Tally the lines below that hold the string "fishing", and give only the tally.

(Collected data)
━━━━━━━━━━
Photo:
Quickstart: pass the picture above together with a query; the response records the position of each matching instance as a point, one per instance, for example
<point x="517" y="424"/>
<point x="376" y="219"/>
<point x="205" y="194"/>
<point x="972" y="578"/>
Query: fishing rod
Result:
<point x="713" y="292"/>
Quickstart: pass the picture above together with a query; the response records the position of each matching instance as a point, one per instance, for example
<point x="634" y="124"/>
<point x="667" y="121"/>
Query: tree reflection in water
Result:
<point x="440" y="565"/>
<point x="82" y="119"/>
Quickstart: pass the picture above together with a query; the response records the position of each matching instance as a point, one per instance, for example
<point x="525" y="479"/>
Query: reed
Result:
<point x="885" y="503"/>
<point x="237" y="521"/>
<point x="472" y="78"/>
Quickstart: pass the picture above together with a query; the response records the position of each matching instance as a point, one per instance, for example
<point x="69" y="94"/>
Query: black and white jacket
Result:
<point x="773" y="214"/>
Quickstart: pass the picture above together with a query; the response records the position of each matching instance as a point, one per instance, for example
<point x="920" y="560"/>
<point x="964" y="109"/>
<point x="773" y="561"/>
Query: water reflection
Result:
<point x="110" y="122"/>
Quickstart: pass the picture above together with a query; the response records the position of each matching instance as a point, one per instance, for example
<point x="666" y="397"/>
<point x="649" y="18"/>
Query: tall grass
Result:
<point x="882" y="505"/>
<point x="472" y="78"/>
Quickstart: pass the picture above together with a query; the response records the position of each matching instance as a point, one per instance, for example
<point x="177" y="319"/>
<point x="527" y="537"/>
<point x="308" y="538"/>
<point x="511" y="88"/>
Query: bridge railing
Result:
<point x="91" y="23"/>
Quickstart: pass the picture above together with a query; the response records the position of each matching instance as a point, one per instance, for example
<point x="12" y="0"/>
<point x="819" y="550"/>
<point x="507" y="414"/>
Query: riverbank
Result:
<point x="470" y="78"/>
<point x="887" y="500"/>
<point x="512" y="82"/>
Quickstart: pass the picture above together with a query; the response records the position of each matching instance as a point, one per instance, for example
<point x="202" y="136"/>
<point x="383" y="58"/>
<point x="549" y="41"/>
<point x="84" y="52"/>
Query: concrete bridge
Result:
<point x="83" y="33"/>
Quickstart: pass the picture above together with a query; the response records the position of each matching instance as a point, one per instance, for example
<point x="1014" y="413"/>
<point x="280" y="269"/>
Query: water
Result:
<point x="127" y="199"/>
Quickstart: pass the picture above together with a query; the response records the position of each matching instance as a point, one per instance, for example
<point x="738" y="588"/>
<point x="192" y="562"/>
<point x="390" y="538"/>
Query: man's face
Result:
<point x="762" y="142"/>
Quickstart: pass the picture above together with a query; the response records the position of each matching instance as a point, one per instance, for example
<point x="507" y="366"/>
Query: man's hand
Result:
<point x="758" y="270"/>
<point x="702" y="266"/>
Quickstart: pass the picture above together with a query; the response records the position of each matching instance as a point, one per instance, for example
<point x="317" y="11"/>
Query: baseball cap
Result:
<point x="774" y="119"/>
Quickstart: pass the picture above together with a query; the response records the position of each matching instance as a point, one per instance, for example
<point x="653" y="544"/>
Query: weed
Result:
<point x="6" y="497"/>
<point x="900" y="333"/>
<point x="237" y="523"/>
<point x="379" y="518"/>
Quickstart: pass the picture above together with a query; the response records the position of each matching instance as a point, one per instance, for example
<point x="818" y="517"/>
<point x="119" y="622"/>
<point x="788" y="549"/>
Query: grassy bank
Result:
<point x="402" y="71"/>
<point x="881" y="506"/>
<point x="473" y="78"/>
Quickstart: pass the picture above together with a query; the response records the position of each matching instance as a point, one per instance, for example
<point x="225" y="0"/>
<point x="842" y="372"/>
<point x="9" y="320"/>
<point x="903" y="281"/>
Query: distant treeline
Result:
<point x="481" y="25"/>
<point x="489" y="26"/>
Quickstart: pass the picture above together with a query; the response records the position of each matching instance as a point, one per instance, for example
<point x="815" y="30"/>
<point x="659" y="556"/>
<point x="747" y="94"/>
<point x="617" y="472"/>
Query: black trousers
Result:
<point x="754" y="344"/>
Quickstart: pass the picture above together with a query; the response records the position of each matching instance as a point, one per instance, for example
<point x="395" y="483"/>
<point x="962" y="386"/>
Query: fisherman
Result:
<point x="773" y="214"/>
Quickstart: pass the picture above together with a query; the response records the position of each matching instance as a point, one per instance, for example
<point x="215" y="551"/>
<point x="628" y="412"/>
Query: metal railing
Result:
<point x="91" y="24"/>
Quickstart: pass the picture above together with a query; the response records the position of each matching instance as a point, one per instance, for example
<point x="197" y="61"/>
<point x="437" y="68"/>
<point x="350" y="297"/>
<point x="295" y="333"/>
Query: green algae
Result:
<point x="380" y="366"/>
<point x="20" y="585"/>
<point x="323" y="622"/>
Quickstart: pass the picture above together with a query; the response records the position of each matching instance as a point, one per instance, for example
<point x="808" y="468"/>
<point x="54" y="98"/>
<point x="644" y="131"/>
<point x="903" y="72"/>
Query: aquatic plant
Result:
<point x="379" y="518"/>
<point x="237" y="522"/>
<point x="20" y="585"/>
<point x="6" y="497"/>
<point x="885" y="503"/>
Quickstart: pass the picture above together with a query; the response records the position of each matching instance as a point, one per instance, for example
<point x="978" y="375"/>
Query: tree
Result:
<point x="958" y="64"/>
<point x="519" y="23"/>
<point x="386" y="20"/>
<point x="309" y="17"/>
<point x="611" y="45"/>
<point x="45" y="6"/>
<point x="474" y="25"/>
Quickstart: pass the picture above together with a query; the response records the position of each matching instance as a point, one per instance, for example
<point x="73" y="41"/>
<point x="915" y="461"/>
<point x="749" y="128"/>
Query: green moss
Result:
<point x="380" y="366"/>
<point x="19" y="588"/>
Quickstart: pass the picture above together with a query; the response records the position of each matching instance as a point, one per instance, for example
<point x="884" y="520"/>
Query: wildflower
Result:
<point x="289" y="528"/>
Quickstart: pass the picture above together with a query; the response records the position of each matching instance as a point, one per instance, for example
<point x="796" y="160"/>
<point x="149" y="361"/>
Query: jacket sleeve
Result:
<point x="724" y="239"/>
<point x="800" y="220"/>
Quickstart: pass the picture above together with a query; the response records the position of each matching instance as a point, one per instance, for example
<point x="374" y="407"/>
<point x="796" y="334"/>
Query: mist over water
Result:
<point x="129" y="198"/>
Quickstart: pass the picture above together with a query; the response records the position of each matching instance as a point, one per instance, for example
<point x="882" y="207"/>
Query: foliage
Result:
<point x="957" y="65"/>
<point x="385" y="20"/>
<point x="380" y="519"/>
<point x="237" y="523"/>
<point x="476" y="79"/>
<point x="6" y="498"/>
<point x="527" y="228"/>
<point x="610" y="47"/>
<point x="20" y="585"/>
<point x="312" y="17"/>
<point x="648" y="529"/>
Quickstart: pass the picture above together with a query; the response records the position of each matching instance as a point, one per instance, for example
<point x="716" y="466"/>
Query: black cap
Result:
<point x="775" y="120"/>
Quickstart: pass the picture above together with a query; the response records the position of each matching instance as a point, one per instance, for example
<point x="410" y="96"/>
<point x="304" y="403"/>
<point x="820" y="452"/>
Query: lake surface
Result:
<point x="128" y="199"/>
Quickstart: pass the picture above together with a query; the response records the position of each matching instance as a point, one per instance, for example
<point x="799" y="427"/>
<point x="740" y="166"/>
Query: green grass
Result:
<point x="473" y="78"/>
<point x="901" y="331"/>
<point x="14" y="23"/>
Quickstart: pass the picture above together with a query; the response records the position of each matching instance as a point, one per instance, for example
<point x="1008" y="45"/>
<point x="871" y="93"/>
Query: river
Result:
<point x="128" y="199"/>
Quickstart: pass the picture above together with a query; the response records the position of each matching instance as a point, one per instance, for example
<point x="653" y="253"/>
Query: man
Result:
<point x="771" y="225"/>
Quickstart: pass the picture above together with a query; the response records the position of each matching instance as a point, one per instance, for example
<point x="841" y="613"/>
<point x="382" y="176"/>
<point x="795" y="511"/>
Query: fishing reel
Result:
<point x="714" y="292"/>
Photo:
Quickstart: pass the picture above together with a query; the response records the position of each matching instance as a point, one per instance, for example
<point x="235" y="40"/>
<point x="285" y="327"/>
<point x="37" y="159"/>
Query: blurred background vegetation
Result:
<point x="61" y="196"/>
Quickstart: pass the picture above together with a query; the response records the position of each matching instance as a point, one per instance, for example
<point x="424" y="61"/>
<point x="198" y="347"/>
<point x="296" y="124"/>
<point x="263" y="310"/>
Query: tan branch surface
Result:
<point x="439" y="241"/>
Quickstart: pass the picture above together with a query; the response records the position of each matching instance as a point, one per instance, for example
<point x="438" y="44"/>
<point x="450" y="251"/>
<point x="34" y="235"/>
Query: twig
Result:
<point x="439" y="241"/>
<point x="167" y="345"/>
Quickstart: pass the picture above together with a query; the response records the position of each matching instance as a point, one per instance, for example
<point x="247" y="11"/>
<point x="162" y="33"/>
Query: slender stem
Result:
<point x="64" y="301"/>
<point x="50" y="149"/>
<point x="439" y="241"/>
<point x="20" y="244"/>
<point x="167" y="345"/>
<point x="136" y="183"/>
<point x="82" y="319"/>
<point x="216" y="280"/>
━━━━━━━━━━
:: OUTPUT FOR THIS TASK ::
2